**AUSGANGSTEXT:**

============

Frankreich nutzt seine letzten Chancen

"Weißt du, wie man eine Flasche Champagner wieder verkorkt? Frag‘ die Italiener!" Dieser Witz machte vor allem im Sommer 2000 die Runde. Frankreich hatte im Endspiel der UEFA EURO jenes Jahres eine Squadra Azzurra geschlagen, die in Gedanken schon den Pokal in die Höhe reckte. Die Italiener hatten in der Schlussphase mit 1:0 in Führung gelegen, bevor Sylvain Wiltord der späte Ausgleich und David Trezeguet in der Verlängerung das Golden Goal gelangen.

Und auch bei der EURO 2004 lag der amtierende Europameister gegen England 0:1 zurück, als die Anzeigetafel die 90. Minute anzeigte. Aber ein Freistoßtreffer von Zinedine Zidane und ein Foulelfmeter wenig später, den der französische Spielmacher ebenfalls verwandelte, sorgten dafür, dass Les Bleus das bessere Ende für sich hatten.

Bei "ihrer" UEFA EURO 2016 haben sich die Franzosen wieder an diese gute alte Gewohnheit erinnert. In der Auftaktpartie gegen Rumänien mussten die Gastgeber bis zur 89. Minute warten, bis Dimitri Payet mit einem herrlichen Fernschuss der erlösende Siegtreffer gelang. Ähnlich erging es den Franzosen gegen Albanien. Antoine Griezmann erzielte erst in der 90. Minute die Führung, bevor Payet in der sechsten Minute der Nachspielzeit die endgültige Entscheidung herbeiführte. "Wir konnten wie in den Partien zuvor in den letzten Minuten noch den Sieg erringen", bestätigt André-Pierre Gignac. "Das ist momentan unsere Stärke. Das müssen wir beibehalten, auch wenn wir gerne früher in den Partien treffen würden, um uns die Dinge zu erleichtern."

Mit "momentan" bezieht sich der Angreifer von Tigres auch auf die jüngsten Vorbereitungsspiele. Im März gegen die Niederlande bescherte Blaise Matuidi seinem Team erst in der 88. Minute mit seinem Treffer den 3:2-Sieg. Gegen Kamerun am 30. Mai war es einmal mehr Payet gewesen, der in der 90. Minute mit einem sehenswerten Freistoßtreffer den 3:2-Erfolg sicherte. "Wir sind mental sehr stark und versuchen bis zum Schluss, das Spiel zu gewinnen. Wir haben diesen gemeinsamen Willen, über uns hinauszuwachsen", sagt etwa Olivier Giroud, der erste Torschütze gegen Rumänien. "Wir wollen etwas Großes erreichen, und mit diesem kleinen Plus an Willenskraft wird man bis zur 95. Minute mit uns rechnen müssen."

============

**ZU ERLEDIGEN:**
1: Fasse den Absatz im Ausgangstext, der mit „Und auch bei der EURO 2004“ beginnt, in zwei kurzen Sätzen zusammen und behalte dabei seine wesentlichen Fakten.
2: Kopiere einen Abschnitt aus dem Ausgangstext wortgetreu. Beginne bei den Worten "Frankreich nutzt seine" und höre nach den Worten "Golden Goal gelangen." auf.

**BEREITGESTELLTE DATEN:**

============

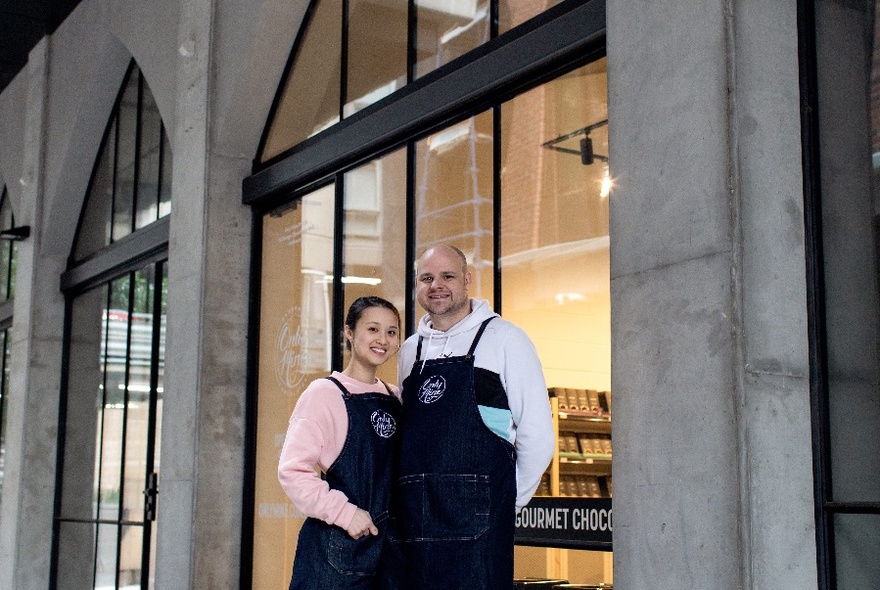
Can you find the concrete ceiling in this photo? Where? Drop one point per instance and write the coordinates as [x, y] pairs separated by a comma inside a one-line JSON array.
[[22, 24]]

============

**LÖSUNGEN:**
1: Bei der EURO 2004 lag Titelverteidiger Frankreich gegen England in der 90. Minute noch 0:1 zurück. Zinedine Zidane drehte das Spiel mit einem Freistoßtor und kurz danach mit einem verwandelten Foulelfmeter.

2:
Frankreich nutzt seine letzten Chancen

"Weißt du, wie man eine Flasche Champagner wieder verkorkt? Frag‘ die Italiener!" Dieser Witz machte vor allem im Sommer 2000 die Runde. Frankreich hatte im Endspiel der UEFA EURO jenes Jahres eine Squadra Azzurra geschlagen, die in Gedanken schon den Pokal in die Höhe reckte. Die Italiener hatten in der Schlussphase mit 1:0 in Führung gelegen, bevor Sylvain Wiltord der späte Ausgleich und David Trezeguet in der Verlängerung das Golden Goal gelangen.